The Censorship of Publications Act is passed on July 16, 1929. The laws enacted by the Censorship of Publications Act, 1929 are introduced in an era of political isolationism and cultural and economic protectionism. Ireland’s culture is very moral and religious. Catholicism, the religion of 93% of the population, is the fundamental philosophy behind the censorship laws.

A main aim of the new legislation is to prevent the introduction of unwholesome foreign influences like materialism, consumerism and immorality from abroad. Specifically, this means works that are considered to be indecent or obscene, newspapers whose content relies too much on crime, and works that promote the “unnatural” prevention of conception or that advocate abortion. Irish writers who are found offensive are officially regarded as agents of decadence and social disintegration who are striking at the roots of family life and moral decency. For example, Father P.J. Gannon thinks that the Act is “but a simple measure of moral hygiene, forced upon the Irish public by a veritable spate of filth never surpassed.” He thinks that all literature must provide “noble ground for noble emotion.” President Éamon de Valera feels that the arts in Ireland are to be encouraged when they observe the “holiest traditions,” but should be censored when they fail to live up to this ideal.

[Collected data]
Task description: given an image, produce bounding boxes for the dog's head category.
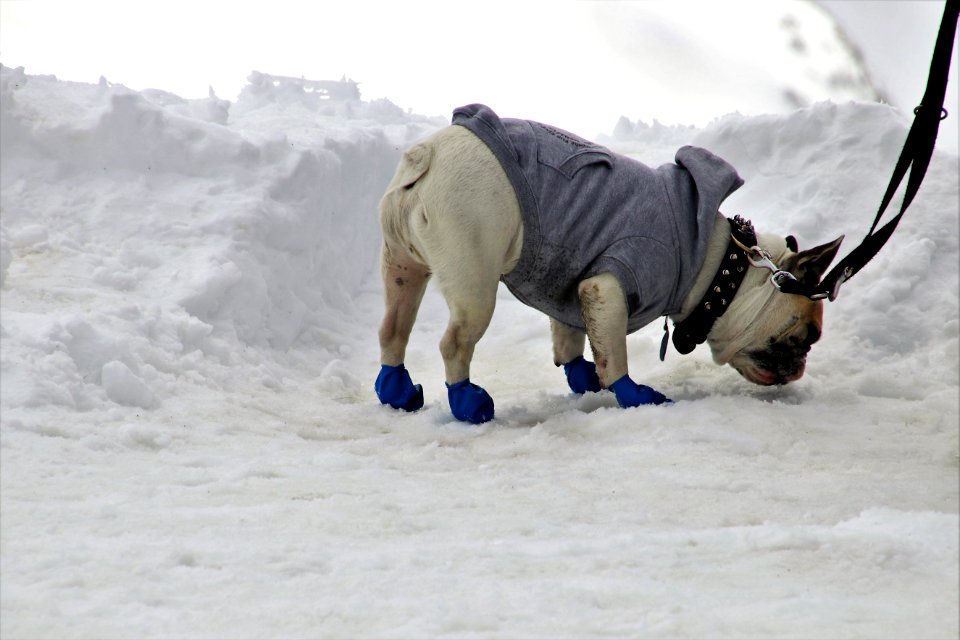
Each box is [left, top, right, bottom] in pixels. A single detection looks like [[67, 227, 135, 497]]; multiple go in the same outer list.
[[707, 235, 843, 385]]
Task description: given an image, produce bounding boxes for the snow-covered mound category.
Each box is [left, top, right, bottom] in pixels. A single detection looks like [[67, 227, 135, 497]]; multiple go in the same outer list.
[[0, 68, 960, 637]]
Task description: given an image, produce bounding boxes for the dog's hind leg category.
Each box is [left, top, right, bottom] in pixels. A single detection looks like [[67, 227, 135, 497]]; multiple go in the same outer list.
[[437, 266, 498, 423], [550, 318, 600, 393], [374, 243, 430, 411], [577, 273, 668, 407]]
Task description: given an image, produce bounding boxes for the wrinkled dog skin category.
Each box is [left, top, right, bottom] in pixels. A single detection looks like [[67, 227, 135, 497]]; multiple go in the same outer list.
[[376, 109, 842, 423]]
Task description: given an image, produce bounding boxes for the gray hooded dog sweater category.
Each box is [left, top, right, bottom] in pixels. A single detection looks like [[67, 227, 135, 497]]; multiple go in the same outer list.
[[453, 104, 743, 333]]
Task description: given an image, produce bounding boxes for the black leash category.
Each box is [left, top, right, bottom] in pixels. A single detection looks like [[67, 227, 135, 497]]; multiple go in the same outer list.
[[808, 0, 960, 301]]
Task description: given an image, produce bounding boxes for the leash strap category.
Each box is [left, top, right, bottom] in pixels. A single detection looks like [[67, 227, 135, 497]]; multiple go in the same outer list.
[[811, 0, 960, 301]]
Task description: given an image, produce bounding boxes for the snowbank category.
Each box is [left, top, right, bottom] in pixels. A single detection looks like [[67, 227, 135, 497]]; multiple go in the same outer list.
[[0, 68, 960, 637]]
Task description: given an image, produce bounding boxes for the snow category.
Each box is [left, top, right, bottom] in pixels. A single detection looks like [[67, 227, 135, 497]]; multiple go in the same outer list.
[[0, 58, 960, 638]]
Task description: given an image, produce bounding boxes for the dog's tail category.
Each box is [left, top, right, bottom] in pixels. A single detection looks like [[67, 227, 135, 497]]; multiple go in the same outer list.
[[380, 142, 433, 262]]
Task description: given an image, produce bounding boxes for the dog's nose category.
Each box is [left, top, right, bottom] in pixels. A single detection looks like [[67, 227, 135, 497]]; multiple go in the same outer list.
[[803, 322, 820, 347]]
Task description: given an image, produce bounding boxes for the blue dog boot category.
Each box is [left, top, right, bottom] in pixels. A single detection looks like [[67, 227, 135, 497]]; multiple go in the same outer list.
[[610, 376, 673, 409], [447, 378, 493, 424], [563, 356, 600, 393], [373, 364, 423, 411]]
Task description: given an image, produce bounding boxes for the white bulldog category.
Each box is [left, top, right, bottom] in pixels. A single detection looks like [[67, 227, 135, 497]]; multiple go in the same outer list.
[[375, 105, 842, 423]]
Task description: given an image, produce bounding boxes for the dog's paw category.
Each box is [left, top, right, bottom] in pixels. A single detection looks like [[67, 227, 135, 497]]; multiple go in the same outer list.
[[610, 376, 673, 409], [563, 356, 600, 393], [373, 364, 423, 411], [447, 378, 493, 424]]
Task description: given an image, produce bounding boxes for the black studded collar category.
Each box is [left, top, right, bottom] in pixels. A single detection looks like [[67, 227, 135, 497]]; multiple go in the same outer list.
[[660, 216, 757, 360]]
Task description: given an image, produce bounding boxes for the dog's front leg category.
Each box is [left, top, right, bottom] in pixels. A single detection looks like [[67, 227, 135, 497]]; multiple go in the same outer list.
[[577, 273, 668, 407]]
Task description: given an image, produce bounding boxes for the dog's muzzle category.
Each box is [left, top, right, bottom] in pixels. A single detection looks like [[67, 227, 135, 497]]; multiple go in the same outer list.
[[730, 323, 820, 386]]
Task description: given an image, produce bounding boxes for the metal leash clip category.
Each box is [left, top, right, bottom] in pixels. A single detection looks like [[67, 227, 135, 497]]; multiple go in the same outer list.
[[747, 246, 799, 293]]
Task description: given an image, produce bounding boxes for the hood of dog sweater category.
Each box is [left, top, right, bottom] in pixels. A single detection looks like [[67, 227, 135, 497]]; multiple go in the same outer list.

● **Work request 1**
Answer these questions from the text on the Censorship of Publications Act:
(a) On what date is the Act passed?
(b) What share of the population does Catholicism account for?
(c) What does Father P.J. Gannon call the Act?
● **Work request 2**
List every kind of publication that the text on the Censorship of Publications Act says the legislation targets.

● **Written reply 1**
(a) July 16, 1929
(b) 93%
(c) "but a simple measure of moral hygiene, forced upon the Irish public by a veritable spate of filth never surpassed"

● **Written reply 2**
- Works considered to be indecent or obscene
- Newspapers whose content relies too much on crime
- Works that promote the "unnatural" prevention of conception
- Works that advocate abortion